◆ **Reading passage**:
* * * *

Academic journal article Mennonite Quarterly Review

A Yoderian Rejoinder to Peter J. Leithart's Defending Constantine

Academic journal article Mennonite Quarterly Review

A Yoderian Rejoinder to Peter J. Leithart's Defending Constantine

Article excerpt

Constantine on Trial

Those critics looking for another excuse to dismiss John Howard Yoder and the Free Church tradition are sure to find it in Peter J. Leithart's Defending Constantine: The Twilight of an Empire and the Dawn of Christendom. (1) Though Leithart takes Yoder quite seriously, readers who are less familiar with Yoder's work may be left with the unfortunate impression that he was a sloppy thinker, blinded by the pacifism of a naive tradition, and ignorant of the complexities of history. I am sure this is not Leithart's intention. Leithart intends to start a "fight" (10) and his admittedly polemical tone sometimes borders on patronizing not only his primary foe, but also the Anabaptist heritage, and all theological traditions that interpret the church-empire merger as an unfortunate development in the self-understanding of God's people. This should not deter readers from persisting with this rather long work. Some of its most stimulating suggestions come near the end.

* * * *

◆ **Source excerpt**:
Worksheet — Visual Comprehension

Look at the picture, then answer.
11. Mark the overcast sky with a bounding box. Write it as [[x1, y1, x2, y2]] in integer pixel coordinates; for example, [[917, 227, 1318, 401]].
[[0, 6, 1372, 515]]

* * * *

◆ **Short problem A**:
In the article excerpt, what is the full title of Peter J. Leithart's book?
◆ **Short problem B**:
Write the next part of the article excerpt, continuing after its final sentence.
None of the data is needed here.

◆ **Task result A**:
Defending Constantine: The Twilight of an Empire and the Dawn of Christendom.

◆ **Task result B**:
Leithart's well-crafted and articulate case deserves substantive rejoinders both to his historical portrait of Constantine and his theological critique of Yoder and the position he represents. Alan Kreider's essay in this collection focuses on the former; this essay focuses on the latter. Though no one can speak for Yoder, least of all a non-Mennonite like myself, I will nonetheless enter the fray by presenting Leithart's basic case and evaluating his polemic against Yoder (and, by extension, all who share similar convictions about faith, history, and social ethics). (2) Though Leithart challenges the work of multiple historians and theologians, I focus only on Yoder because that is where I can most constructively enter the conversation, and because Leithart claims that the main polemical target of his book "is a theological one" (10) and that most of his theological argument "is directed at Yoder"(11). (3)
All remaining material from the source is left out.